Out of the listing below, copy every line that carries the string "pointer".

## Data for review
::::
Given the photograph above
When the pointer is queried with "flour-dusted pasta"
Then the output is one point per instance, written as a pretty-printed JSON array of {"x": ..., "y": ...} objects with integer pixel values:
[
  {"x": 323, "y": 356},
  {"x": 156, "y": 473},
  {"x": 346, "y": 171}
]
::::
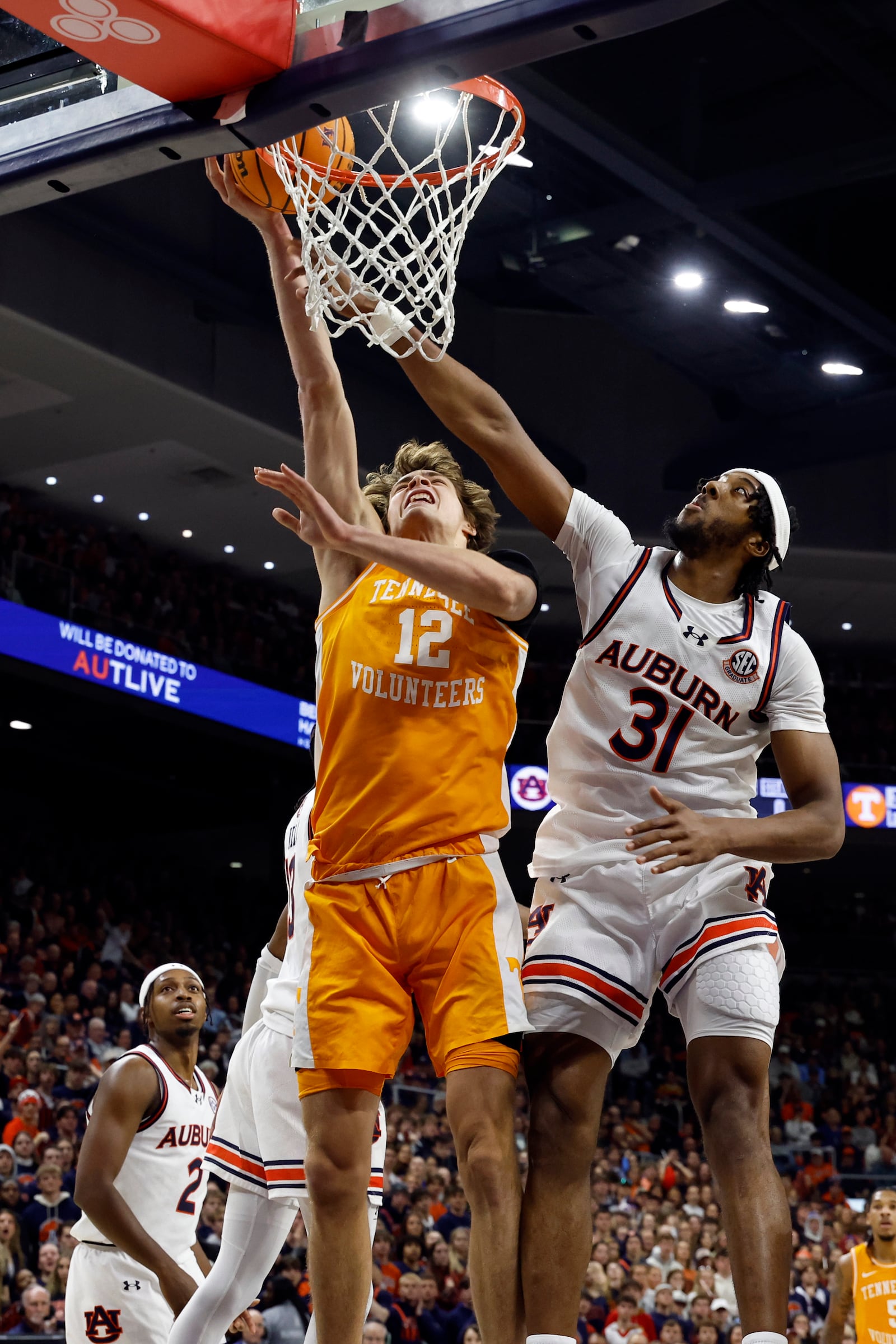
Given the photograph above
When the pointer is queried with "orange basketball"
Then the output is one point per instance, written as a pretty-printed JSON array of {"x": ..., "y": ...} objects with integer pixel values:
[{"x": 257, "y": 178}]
::::
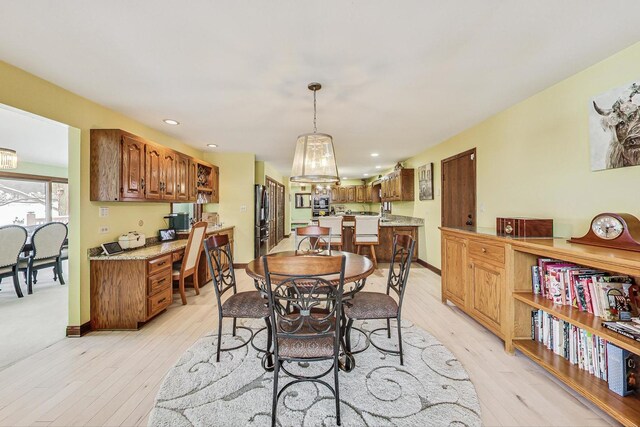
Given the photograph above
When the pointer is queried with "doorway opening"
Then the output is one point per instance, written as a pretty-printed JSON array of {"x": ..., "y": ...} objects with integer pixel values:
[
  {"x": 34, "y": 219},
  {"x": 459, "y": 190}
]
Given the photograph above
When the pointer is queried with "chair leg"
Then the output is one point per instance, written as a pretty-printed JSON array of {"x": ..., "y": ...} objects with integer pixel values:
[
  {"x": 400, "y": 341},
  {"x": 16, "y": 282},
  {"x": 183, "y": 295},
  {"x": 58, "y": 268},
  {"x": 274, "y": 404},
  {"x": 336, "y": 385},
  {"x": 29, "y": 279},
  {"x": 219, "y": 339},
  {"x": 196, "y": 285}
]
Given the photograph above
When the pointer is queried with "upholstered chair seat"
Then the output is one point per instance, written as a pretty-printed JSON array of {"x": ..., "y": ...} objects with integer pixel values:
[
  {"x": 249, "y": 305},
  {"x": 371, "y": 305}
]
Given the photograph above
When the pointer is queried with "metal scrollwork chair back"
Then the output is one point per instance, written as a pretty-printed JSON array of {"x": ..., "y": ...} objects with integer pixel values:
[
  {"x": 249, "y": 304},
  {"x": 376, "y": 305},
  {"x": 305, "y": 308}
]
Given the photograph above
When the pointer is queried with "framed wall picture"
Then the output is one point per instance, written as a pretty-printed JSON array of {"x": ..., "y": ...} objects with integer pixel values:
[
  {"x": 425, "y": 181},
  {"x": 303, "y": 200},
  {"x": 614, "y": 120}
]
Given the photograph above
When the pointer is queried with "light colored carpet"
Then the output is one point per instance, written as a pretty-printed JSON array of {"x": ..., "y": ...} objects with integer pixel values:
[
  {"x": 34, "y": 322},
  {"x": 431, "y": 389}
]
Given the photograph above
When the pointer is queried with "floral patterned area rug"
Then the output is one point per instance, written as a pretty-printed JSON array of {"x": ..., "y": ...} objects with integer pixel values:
::::
## Result of the task
When the pointer is queried with "flour-dusted pasta"
When the pointer is queried with "orange basketball"
When the pointer is queried with "doorway opening"
When the pointer is queried with "chair leg"
When the pointer is queried with "upholstered chair seat"
When the pointer is queried with "metal scrollwork chair back"
When the pointer is queried with "framed wall picture"
When the pointer is queried with "light colored carpet"
When the pointer is queried with "floral patterned area rug"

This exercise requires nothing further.